[Referring expression pointing data]
=== Begin Enclosure ===

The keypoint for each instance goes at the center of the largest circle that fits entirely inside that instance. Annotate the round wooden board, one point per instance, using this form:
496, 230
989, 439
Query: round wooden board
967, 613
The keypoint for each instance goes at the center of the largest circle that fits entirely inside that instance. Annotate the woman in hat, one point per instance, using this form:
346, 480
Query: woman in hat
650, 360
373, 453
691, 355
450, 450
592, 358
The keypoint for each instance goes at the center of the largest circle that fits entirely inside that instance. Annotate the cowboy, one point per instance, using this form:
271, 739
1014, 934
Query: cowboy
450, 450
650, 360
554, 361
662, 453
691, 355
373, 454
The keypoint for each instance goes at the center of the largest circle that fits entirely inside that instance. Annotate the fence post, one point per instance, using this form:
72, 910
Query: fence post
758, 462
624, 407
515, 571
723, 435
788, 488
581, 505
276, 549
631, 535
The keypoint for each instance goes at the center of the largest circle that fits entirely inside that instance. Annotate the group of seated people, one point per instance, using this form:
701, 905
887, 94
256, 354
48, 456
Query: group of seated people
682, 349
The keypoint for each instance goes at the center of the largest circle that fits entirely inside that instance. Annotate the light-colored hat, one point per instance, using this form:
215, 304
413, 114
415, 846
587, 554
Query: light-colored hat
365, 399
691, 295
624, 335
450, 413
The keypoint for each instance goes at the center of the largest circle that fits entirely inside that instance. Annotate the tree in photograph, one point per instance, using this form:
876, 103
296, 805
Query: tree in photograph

=== End Enclosure ===
=== Begin Enclosure ===

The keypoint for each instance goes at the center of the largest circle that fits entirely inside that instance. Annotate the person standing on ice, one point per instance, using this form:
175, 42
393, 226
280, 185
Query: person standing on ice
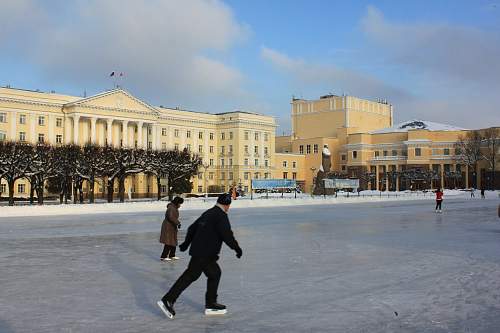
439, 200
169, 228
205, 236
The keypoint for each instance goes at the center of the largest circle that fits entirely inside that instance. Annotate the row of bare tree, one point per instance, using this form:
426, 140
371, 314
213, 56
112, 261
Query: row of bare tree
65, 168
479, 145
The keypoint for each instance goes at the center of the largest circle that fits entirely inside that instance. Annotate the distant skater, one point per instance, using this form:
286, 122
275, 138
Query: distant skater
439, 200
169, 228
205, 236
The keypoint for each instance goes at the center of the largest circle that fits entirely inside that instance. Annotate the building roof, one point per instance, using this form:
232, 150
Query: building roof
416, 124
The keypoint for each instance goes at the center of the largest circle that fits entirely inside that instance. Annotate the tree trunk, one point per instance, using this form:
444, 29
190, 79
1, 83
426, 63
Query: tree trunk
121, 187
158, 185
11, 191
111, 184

=== End Enclosure ===
=== Begin Enclosure ===

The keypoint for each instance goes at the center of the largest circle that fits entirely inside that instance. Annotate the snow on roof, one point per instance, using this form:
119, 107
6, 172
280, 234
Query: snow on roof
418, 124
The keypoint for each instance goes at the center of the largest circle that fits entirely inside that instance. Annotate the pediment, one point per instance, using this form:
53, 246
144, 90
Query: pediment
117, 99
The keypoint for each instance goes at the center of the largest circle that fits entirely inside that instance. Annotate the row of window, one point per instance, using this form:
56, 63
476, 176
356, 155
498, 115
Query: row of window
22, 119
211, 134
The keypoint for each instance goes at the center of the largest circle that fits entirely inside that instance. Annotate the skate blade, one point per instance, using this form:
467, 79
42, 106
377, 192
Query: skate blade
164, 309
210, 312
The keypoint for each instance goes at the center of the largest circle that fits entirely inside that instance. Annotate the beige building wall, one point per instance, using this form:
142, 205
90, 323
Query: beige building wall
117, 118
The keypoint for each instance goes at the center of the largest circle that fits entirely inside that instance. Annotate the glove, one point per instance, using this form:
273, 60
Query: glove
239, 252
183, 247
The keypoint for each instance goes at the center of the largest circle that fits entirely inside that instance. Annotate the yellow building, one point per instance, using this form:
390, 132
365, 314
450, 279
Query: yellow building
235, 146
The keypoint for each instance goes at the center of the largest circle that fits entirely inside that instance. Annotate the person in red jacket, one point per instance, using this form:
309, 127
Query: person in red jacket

=== End Enclosure ===

## WHAT TO PRODUCE
For this exercise, output exactly the lines above from the line with "Annotate the round" to the line with "Query: tree in photograph", counting both, and leave out the rest.

## COMPLETED EXERCISE
The keypoint for each instance goes at the center of the largest circle that fits entirely inside that instance. Annotate the round wooden board, one point per instance, using this form:
496, 230
989, 439
Query: round wooden board
967, 613
The keypoint for each instance goes at the center of the largest circle that fits entirely inside that instance. Annotate the woman in hat, one point per instance, using this form:
346, 480
Query: woman in hat
650, 360
373, 453
691, 355
450, 450
592, 358
The keypoint for each instance goes at the center of the largest circle that fits entirely inside that instance. Annotate the cowboy, one point per instance, using this form:
271, 739
1014, 934
Query: cowboy
450, 450
650, 360
554, 361
662, 453
691, 355
373, 454
The keypoint for each instance goes at the center of the largest circle that fits entirely inside that instance. Annotate the fence post, one point per instance, using this form:
72, 910
Query: fence post
758, 462
624, 407
515, 571
723, 435
788, 488
581, 505
276, 549
631, 535
The keypoint for each instance goes at the center of the largest circle that fits entirely inside that instance. Annotate the group of seated people, one point per instance, using this form:
701, 905
887, 94
256, 354
48, 456
Query: group of seated people
682, 349
The keypoint for each instance goes at the center of the largest circle that fits entirely inside that instance. Annotate the light-colored hat, one point per instance, using this form:
215, 304
413, 114
415, 846
587, 554
Query: light-colored hat
365, 399
691, 295
624, 335
450, 413
The keypoint for each instance goes at the center of the largest circle that fits entirely inside that instance. Annotate the tree in photograph, one point per instance, using this form:
876, 103
296, 805
Query: tree in photograph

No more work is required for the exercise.